[start of Page]

Guess I'm going to have to buy some Dyno-time, fellas! I have a feeling these factors are of such minor import on this import, pardon the pun, that the factory to my knowledge hasn't put this data out anywhere I can find it. The gear ratios are in the spec, but torque/hp curves as defined by a dyno aren't to be found in my documents. If I know you three characters, or four, including Craig, I put could put the gear ratios for 1-2-3-4-5 and tire size out there and I be willing to bet between you, you'd come pretty close to calculating torque and hp. The magic of mathematics, eh?
Pretty fascinating stuff though.
[ May 12, 2006, 03:40 AM: Message edited by: toocrazy2yoo ]
(in a little, weak voice)...ummm, I sometimes run my rpms up close to redline. Maybe once/twice per tankful of gas. I think it's a good idea. Oh, and 3+4=7. I hope.
Back to the advanced math lesson....
Back to the advanced math lesson....
Ssssssooooooooo...back to my original question....should I drive it harder or not?
Just kidding...you guys are WAY to technical for me!
Just kidding...you guys are WAY to technical for me!
Wow, who knew that a simple formula for HP would start all this?
Just remember than any equations & formulas you use to calculate accleration, speed, etc are, at best, *approximations* of what will(or "should") happen in the real world.
Something I've noticed for years now, on automotive websites & in the classroom, is that people usually pick a few variables they're interested in & leave out the rest. Remember: It's the power applied to the ground that gets the job done(what kind of traction do you have? do your calculations have a place for this?), air resistance we have with us always(temperature/density/wind speed/direction/etc), ambient temperature & humidity affect engine power, & the list goes on.
So have fun with it, but remember to include *all* the variables you can think of. And someday, if you get good enough at it- well, there's always rocket science. Now, *that's* a hot rod!
Just remember than any equations & formulas you use to calculate accleration, speed, etc are, at best, *approximations* of what will(or "should") happen in the real world.
Something I've noticed for years now, on automotive websites & in the classroom, is that people usually pick a few variables they're interested in & leave out the rest. Remember: It's the power applied to the ground that gets the job done(what kind of traction do you have? do your calculations have a place for this?), air resistance we have with us always(temperature/density/wind speed/direction/etc), ambient temperature & humidity affect engine power, & the list goes on.
So have fun with it, but remember to include *all* the variables you can think of. And someday, if you get good enough at it- well, there's always rocket science. Now, *that's* a hot rod!
Wow... This reminds me of math class. I believe I remember reading somewhere that a BMW 1980s manual suggested that people run in high rpm to clean the engine after a long drive at low rpms...

[end of Page]
[start of Supplied information]

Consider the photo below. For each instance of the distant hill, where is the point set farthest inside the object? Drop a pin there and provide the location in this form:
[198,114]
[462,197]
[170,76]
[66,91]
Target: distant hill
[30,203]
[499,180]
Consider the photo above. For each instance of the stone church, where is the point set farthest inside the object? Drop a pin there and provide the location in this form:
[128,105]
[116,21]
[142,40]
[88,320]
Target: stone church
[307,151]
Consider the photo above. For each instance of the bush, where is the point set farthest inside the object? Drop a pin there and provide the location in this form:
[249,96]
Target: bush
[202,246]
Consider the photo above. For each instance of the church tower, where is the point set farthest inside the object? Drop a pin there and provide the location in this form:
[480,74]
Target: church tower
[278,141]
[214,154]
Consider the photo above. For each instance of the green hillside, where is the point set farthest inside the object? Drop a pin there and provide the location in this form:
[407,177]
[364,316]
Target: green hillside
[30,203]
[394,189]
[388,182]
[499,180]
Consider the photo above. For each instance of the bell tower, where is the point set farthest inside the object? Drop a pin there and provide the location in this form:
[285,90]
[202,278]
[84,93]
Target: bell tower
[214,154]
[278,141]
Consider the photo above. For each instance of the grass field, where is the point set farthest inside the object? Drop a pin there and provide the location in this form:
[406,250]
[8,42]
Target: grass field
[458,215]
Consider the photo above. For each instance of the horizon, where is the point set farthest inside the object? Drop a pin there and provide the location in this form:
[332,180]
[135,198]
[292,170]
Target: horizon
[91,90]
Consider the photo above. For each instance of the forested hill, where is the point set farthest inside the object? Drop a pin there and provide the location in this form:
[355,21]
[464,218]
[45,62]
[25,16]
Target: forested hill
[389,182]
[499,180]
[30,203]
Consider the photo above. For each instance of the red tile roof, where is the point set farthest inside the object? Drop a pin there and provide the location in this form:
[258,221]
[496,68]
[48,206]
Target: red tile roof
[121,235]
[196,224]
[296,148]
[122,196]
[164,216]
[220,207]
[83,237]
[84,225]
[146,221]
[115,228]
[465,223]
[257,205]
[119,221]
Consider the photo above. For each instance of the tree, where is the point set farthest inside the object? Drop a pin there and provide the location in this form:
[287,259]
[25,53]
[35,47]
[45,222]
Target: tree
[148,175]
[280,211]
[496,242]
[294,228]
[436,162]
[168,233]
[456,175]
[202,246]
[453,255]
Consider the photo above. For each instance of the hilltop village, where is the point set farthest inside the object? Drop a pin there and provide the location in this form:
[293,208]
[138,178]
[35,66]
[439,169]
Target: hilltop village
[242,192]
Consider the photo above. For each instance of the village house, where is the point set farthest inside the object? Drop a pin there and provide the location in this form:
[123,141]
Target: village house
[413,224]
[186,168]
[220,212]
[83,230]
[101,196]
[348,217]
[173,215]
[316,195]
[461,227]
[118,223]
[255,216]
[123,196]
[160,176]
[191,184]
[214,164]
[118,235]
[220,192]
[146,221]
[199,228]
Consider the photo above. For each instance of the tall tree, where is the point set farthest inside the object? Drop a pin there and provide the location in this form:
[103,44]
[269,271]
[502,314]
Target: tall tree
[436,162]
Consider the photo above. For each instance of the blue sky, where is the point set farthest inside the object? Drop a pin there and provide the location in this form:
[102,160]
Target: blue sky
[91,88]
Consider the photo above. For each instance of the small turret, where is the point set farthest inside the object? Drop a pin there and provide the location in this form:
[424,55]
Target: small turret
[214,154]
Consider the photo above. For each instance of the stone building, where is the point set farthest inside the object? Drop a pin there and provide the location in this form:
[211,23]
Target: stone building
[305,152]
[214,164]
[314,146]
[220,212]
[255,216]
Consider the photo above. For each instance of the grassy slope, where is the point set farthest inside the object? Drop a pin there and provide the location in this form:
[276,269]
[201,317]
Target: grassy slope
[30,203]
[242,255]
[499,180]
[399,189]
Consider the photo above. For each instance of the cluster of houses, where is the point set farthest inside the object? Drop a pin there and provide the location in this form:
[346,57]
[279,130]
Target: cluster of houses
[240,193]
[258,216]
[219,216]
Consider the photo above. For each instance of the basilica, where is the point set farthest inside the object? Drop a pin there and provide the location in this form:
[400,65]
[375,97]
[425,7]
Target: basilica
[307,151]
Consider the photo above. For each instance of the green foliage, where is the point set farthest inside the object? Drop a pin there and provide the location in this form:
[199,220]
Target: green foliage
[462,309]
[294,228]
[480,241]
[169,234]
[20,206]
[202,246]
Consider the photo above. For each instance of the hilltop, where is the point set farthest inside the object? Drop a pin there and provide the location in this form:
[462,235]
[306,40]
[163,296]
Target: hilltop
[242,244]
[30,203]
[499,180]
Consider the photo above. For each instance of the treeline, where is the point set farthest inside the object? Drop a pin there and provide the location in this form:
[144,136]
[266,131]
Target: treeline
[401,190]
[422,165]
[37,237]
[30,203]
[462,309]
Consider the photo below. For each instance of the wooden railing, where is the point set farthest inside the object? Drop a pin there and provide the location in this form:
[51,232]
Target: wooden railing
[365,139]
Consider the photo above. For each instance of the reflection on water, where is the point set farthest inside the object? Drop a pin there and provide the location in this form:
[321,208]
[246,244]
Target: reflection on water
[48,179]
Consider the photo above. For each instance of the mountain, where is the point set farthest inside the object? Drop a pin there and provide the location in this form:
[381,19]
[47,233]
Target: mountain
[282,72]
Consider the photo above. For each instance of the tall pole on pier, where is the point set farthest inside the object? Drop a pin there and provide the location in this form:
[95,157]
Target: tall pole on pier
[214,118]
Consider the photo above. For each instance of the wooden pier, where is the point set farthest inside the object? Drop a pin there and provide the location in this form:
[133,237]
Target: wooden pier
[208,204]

[end of Supplied information]

* **Set tasks**
A) Please edit the horsepower thread from "[ May 12, 2006, 03:40" to "harder or not?", giving that span again with "gas" replaced by "fuel".
B) Answer these questions from the horsepower thread:
(i) What does the first post say the spec includes, even though dyno torque/hp curves are missing?
(ii) How often does one poster run the rpms up close to redline?
(iii) What does the last post recall a BMW 1980s manual suggesting?
C) Extend the horsepower thread by continuing on from its final post.
These lines are separate material, apart from the horsepower thread.

* **Replies**
A)
[ May 12, 2006, 03:40 AM: Message edited by: toocrazy2yoo ]
(in a little, weak voice)...ummm, I sometimes run my rpms up close to redline. Maybe once/twice per tankful of fuel. I think it's a good idea. Oh, and 3+4=7. I hope.
Back to the advanced math lesson....
Back to the advanced math lesson....
Ssssssooooooooo...back to my original question....should I drive it harder or not?

B)
(i) The gear ratios.
(ii) Maybe once or twice per tankful of gas.
(iii) Running in high rpm to clean the engine after a long drive at low rpms.

C)
1980...SF oil, sludge, Fram, man, those were the days, eh?
JHZR2
Staff member
It does... my 91 e30 manual says to keep it over 3000 for a few minutes aftr traffic to let the engine 'breathe'.
JMH
Reckon I may as well jump in and throw a monkey wrench in the works.
Torque is a twisting force. Nothing more. A piston type steam engine has the ability to develop 100% torque at zero RPM. Also certain electric motors can do this (for a while). When this occurs, THERE IS NO HORSEPOWER being developed! (no work accomplished)
Horsepower defines Work accomplished in a period of Time. James Watt developed this oft mis-understood method of rating an engine's power in an attempt to relate the capabilities of his new steam engine to folks who had no clue about mechanics, but they did know what a horse could do. After some testing he detirmined that an average work horse could do 550 lbs/ft per second of work somewhat continuously.
Obviously, internal combustion engines cannot normally produce torque at zero RPM.
A hydraulic cylinder can do work, which can be expressed in lbs/ft per unit of time (horsepower), but develops zero torque.
Torque and horsepower can be related, but they are NOT the same thing.
Joe
Torque is a twisting force. Nothing more. A piston type steam engine has the ability to develop 100% torque at zero RPM. Also certain electric motors can do this (for a while). When this occurs, THERE IS NO HORSEPOWER being developed! (no work accomplished)
Horsepower defines Work accomplished in a period of Time. James Watt developed this oft mis-understood method of rating an engine's power in an attempt to relate the capabilities of his new steam engine to folks who had no clue about mechanics, but they did know what a horse could do. After some testing he detirmined that an average work horse could do 550 lbs/ft per second of work somewhat continuously.
Obviously, internal combustion engines cannot normally produce torque at zero RPM.
A hydraulic cylinder can do work, which can be expressed in lbs/ft per unit of time (horsepower), but develops zero torque.
Torque and horsepower can be related, but they are NOT the same thing.
Joe
Ok, Lazy. not to seem stupid (ok, ok, I'm an idiot, but at least I know what I don't know, which makes me smarter than when I was a younger man!), how does a piston steam engine develop torque at zero RPM?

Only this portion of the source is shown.